▶ _Your assignment_: Which lines in the data contain the word "follows"? Please copy each of them.

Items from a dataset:

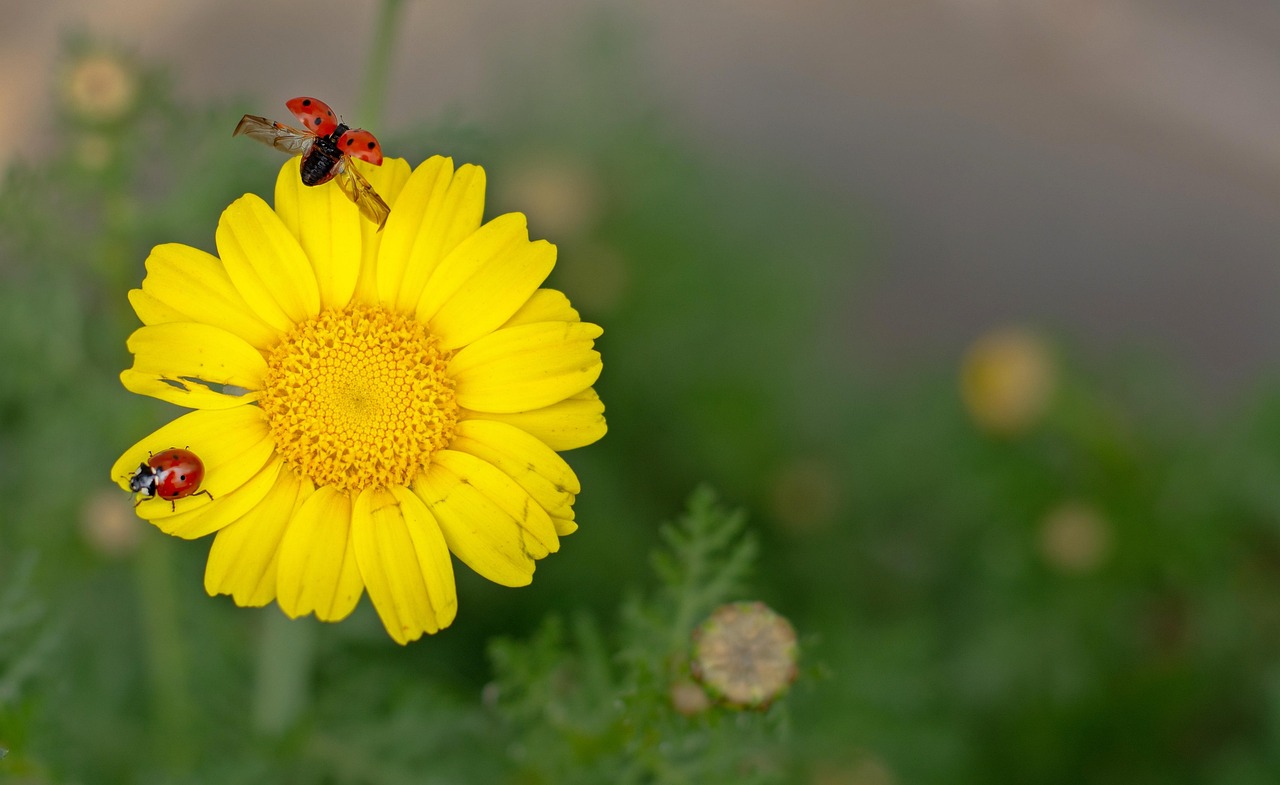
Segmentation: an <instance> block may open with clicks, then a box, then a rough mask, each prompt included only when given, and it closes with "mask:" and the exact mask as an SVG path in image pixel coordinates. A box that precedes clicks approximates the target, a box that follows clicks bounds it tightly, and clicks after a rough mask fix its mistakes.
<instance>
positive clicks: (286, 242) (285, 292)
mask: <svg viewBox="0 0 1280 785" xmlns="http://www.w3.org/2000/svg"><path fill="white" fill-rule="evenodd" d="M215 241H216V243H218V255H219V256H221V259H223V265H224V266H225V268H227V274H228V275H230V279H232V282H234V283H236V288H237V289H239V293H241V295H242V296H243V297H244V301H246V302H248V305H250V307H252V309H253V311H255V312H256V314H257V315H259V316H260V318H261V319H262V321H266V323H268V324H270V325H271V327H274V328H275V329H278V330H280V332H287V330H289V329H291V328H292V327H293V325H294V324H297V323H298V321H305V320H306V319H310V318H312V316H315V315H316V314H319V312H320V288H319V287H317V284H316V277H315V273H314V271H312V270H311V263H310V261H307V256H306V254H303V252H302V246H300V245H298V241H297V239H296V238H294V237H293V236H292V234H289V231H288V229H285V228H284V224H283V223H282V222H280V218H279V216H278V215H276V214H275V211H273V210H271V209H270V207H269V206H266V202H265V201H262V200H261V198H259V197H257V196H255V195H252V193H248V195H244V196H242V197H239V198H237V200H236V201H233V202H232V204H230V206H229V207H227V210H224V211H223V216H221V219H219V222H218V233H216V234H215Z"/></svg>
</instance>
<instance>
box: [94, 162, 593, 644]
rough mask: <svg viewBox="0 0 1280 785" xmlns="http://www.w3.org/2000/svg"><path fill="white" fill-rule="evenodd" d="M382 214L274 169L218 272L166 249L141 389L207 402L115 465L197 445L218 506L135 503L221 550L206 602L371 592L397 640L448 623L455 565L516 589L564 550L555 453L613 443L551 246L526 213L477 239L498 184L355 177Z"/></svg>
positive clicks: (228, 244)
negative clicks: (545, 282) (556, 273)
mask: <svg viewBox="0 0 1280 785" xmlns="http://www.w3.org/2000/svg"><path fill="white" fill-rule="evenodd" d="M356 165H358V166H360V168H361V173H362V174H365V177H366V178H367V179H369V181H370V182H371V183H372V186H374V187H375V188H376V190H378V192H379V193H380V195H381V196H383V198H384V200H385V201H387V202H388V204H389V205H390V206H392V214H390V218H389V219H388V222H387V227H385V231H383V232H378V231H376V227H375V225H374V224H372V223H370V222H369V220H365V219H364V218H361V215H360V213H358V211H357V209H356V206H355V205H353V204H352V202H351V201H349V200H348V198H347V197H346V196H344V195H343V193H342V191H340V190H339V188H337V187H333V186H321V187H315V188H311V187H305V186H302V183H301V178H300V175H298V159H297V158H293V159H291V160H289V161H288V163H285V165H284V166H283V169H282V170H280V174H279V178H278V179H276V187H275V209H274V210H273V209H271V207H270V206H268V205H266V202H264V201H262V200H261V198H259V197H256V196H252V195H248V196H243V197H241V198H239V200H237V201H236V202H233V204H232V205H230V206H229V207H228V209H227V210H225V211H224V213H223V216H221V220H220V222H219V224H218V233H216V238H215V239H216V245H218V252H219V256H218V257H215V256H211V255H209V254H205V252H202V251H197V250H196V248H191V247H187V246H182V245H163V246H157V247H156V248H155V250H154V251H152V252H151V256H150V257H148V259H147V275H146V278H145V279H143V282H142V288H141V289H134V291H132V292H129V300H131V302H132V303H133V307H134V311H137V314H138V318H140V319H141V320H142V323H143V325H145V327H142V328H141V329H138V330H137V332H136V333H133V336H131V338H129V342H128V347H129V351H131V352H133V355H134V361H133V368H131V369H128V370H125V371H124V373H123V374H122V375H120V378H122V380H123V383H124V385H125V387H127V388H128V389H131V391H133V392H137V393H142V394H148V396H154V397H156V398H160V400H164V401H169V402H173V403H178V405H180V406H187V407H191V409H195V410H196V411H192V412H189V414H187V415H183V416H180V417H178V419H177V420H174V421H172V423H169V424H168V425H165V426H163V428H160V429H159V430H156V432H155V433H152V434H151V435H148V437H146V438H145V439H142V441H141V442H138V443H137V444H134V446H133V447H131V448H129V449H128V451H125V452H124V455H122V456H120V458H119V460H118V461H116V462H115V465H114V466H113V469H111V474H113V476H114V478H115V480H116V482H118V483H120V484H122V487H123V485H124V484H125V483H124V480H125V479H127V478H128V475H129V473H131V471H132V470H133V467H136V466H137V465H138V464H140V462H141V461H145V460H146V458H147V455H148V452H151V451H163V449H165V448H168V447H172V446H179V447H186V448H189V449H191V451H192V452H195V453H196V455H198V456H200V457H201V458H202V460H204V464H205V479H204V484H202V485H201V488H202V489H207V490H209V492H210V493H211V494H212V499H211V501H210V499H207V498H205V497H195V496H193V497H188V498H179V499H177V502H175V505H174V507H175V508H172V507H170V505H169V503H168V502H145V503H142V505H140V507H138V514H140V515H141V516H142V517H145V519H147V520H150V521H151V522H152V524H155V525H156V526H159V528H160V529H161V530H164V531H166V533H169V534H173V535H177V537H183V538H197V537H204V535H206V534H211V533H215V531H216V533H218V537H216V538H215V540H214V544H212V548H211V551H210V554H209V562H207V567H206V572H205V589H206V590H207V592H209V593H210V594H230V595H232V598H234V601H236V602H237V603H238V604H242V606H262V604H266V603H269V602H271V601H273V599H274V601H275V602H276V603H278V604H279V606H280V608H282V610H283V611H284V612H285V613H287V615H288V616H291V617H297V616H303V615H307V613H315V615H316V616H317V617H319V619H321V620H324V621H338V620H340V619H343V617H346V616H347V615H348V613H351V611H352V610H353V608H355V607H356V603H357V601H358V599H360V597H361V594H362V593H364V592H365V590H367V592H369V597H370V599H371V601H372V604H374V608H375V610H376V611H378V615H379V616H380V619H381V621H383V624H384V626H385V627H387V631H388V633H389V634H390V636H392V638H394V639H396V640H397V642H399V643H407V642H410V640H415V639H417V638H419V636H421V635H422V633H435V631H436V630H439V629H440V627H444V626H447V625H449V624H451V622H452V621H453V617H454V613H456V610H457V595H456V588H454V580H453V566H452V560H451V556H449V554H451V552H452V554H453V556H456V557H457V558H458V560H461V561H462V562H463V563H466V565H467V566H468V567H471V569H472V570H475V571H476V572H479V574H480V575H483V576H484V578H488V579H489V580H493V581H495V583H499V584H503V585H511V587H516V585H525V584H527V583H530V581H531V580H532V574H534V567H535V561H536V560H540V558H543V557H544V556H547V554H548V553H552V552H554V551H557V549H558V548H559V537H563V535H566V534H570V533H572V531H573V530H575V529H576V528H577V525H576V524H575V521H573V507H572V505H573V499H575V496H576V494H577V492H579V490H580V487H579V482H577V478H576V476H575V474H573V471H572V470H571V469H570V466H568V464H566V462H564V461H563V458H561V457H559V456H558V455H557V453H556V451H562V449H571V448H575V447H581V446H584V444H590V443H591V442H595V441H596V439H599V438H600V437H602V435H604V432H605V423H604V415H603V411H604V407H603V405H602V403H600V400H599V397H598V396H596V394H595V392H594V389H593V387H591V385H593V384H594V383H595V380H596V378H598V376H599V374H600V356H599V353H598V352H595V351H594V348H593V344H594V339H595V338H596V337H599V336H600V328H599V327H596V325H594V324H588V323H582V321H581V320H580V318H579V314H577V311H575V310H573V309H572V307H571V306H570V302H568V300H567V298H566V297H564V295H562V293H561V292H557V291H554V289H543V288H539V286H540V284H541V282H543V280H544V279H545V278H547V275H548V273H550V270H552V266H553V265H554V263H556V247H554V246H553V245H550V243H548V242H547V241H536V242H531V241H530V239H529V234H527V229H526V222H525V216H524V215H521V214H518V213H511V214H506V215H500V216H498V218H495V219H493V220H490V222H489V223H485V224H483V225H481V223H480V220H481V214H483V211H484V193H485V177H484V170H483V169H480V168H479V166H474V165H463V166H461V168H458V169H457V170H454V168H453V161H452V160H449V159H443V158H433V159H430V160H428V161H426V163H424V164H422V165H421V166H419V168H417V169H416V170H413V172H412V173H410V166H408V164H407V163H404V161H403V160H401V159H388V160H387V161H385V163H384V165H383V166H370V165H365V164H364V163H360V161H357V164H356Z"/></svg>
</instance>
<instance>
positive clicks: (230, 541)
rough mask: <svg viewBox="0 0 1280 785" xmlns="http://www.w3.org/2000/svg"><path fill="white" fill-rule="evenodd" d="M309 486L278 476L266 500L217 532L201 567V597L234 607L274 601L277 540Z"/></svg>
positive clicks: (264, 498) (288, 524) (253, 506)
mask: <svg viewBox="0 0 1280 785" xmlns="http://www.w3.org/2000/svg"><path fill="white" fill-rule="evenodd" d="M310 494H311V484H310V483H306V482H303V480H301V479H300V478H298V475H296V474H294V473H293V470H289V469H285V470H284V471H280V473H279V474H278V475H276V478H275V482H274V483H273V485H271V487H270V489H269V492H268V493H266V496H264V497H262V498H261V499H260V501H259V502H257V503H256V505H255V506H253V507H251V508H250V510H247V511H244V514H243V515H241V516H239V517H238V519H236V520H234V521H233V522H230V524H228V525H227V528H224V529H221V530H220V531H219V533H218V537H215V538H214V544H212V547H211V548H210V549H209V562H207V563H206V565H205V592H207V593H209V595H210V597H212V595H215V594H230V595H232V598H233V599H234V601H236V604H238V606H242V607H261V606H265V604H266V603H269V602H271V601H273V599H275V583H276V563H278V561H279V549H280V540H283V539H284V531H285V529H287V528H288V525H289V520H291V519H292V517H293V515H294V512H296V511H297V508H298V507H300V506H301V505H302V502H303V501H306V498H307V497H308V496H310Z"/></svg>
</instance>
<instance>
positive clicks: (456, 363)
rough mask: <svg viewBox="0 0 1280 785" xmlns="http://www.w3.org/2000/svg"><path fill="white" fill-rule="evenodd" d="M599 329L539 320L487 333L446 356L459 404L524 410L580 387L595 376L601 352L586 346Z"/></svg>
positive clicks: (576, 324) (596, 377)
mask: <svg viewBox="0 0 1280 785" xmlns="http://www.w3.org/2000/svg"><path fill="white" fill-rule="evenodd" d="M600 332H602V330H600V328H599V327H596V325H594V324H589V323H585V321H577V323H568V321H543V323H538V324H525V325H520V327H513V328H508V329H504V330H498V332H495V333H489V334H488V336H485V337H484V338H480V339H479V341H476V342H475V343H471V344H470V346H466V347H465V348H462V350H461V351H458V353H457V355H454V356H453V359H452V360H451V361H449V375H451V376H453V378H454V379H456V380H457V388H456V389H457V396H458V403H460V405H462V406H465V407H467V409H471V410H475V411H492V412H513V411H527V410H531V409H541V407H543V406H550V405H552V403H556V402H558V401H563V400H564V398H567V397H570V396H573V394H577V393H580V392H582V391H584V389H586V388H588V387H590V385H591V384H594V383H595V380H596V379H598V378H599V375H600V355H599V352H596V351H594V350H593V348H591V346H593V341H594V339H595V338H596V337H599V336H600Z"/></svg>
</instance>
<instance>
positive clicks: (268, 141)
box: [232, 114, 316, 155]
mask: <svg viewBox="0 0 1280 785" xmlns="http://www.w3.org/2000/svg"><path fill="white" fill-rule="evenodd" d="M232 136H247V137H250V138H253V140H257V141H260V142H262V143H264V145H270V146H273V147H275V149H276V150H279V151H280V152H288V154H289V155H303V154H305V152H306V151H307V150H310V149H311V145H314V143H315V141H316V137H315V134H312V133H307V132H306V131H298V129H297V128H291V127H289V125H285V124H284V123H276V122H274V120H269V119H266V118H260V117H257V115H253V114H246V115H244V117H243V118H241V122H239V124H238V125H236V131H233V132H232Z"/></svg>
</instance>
==
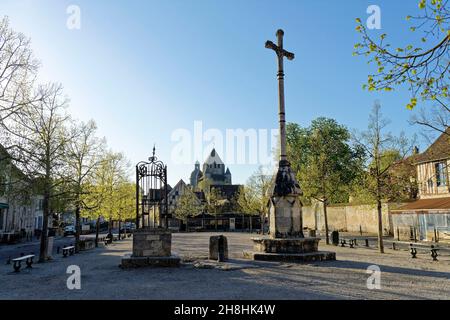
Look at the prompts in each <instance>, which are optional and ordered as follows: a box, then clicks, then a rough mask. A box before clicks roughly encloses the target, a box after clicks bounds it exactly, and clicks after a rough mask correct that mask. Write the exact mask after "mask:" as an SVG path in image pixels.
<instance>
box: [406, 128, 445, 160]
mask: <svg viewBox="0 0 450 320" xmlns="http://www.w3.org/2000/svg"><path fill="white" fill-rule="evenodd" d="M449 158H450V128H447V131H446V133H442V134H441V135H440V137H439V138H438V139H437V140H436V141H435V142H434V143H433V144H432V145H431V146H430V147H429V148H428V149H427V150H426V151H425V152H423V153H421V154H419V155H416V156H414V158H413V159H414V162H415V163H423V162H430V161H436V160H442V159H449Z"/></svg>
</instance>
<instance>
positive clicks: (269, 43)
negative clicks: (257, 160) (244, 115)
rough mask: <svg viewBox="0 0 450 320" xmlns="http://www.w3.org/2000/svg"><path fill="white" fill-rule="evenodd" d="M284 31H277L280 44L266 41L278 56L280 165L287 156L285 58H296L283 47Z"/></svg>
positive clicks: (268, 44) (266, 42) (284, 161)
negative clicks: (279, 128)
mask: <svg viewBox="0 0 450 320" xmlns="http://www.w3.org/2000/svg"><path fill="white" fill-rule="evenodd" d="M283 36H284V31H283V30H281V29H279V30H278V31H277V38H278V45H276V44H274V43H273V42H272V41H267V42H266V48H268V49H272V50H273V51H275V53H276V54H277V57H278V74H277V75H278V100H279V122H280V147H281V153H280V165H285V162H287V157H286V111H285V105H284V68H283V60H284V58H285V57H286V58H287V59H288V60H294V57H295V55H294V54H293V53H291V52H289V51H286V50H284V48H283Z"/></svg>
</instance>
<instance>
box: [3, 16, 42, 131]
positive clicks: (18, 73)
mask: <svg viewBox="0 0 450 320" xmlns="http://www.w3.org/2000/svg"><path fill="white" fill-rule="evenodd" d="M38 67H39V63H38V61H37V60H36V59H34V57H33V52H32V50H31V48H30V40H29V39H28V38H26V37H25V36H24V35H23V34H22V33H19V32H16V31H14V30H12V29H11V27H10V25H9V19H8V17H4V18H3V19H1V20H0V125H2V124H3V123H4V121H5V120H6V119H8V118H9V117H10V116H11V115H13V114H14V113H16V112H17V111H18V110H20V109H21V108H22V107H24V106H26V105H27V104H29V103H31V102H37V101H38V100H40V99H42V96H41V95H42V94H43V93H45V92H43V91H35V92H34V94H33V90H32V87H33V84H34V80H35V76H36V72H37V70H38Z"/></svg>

▶ _Problem solution_:
Segmentation: an <instance> block may open with clicks, then a box, then a rough mask, each prompt included only when given, and it closes with "mask:" and the exact mask as an SVG path in image pixel coordinates. A box that precedes clicks approximates the target, a box that follows clicks bounds it tightly, and clicks after a rough mask fix its mistakes.
Look at the prompts in each <instance>, which are optional and ordered as follows: a box, then clicks, then a rough mask. A box before clicks roughly encloses the target, a box after clicks bounds it exactly, and clicks after a rough mask correct that mask. Write the exact mask after "mask:" as an SVG path in image pixels.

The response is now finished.